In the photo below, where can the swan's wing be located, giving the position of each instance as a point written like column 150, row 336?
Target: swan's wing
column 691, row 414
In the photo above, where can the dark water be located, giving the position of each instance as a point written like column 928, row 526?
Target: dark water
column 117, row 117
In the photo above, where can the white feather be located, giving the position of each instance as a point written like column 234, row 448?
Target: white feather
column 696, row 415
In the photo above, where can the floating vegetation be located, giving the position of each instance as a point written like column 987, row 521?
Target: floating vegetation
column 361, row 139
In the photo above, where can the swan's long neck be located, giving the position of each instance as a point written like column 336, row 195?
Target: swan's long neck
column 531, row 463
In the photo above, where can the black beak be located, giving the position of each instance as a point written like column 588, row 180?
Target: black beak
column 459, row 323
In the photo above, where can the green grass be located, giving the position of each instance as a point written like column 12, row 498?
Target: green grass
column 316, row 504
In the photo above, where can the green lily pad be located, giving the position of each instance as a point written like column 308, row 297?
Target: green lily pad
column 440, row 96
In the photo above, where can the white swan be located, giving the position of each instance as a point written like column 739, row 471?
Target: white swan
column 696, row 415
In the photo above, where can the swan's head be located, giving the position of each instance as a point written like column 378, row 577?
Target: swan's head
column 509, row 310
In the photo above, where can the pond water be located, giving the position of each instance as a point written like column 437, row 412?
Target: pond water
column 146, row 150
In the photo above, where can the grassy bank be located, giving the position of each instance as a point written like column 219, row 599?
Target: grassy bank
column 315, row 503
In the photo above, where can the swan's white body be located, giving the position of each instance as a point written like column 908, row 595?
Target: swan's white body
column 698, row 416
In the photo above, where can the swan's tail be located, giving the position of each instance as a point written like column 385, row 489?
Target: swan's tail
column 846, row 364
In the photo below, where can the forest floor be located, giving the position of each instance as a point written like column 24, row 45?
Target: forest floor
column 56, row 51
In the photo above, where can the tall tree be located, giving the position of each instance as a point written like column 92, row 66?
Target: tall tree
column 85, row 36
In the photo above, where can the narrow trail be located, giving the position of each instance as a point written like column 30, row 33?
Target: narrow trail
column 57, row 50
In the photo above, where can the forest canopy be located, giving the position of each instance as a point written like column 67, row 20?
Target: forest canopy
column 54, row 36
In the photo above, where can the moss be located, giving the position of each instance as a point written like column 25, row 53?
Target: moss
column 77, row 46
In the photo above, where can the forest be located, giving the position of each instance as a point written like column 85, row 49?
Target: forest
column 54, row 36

^^^^^^^^

- **Work to be completed**:
Can you retype, character for character, the lines starting with the one containing "In the photo above, where can the forest be" and continuing through the last line of the entries above?

- **The answer**:
In the photo above, where can the forest be located, giving the position of each instance as a point written like column 85, row 49?
Target: forest
column 54, row 36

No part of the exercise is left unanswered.